Count how many lines in the listing below contain the word "fence". Give only the number.

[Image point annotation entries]
☆ ☆ ☆ ☆ ☆ ☆ ☆

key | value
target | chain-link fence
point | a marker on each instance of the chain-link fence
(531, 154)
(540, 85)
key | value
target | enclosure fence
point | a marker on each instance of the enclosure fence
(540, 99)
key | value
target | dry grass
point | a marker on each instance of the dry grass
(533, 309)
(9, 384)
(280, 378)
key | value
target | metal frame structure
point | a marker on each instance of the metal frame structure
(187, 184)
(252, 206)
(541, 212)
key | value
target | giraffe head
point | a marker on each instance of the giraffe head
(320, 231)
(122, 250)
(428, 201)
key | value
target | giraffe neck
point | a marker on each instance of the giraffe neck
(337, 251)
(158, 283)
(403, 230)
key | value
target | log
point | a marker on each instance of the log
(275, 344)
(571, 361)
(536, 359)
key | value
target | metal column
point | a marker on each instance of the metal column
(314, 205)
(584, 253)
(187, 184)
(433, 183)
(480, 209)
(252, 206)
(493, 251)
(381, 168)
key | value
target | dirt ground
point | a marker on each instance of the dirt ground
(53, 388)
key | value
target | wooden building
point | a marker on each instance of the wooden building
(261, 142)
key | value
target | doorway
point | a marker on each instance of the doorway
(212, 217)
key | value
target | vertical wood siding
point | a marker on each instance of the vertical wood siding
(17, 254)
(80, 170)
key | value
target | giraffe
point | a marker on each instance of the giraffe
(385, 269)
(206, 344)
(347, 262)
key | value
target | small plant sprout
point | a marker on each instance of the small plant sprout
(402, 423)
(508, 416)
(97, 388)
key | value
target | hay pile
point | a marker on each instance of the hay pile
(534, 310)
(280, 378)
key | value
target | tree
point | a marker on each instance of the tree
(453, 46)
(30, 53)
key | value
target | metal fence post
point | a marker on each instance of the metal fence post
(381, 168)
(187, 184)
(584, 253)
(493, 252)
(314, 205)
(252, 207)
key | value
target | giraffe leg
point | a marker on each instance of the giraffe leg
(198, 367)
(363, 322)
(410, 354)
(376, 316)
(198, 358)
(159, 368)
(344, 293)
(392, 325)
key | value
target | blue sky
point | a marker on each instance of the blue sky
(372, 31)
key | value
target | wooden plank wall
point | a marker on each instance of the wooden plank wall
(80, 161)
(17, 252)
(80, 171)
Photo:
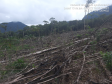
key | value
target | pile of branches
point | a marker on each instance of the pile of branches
(69, 64)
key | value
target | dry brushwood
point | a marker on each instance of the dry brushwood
(65, 64)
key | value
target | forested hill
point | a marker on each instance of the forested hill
(103, 12)
(11, 26)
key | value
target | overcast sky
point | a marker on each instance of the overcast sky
(36, 11)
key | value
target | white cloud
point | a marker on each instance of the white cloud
(36, 11)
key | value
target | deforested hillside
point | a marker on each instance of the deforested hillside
(75, 57)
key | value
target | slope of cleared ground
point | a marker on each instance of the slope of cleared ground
(69, 58)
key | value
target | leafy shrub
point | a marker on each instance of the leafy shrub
(108, 60)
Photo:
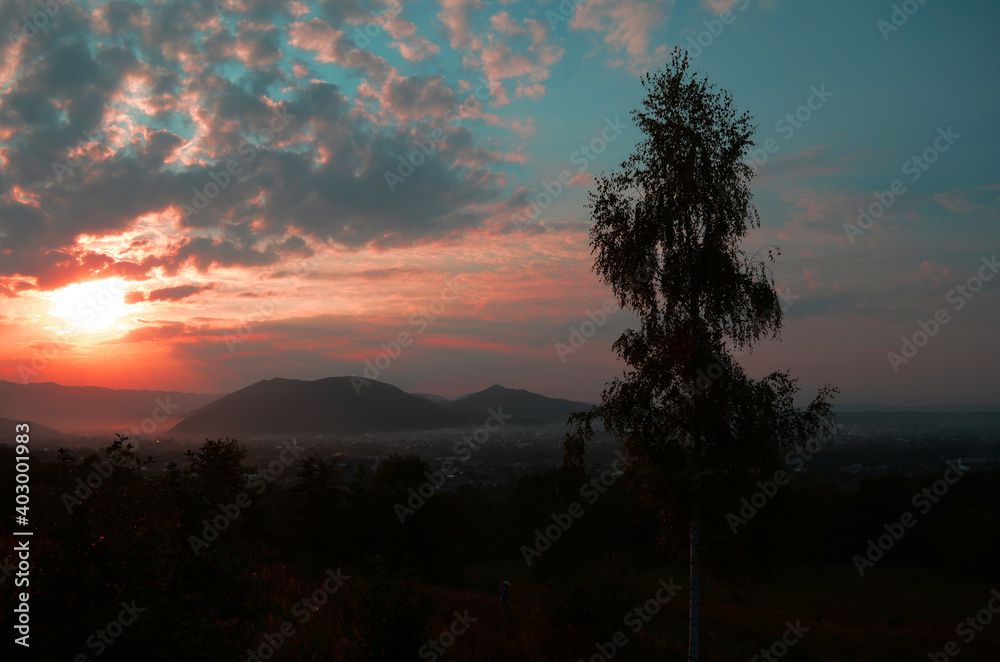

☆ ☆ ☆ ☆ ☆ ☆ ☆

▶ Full answer
6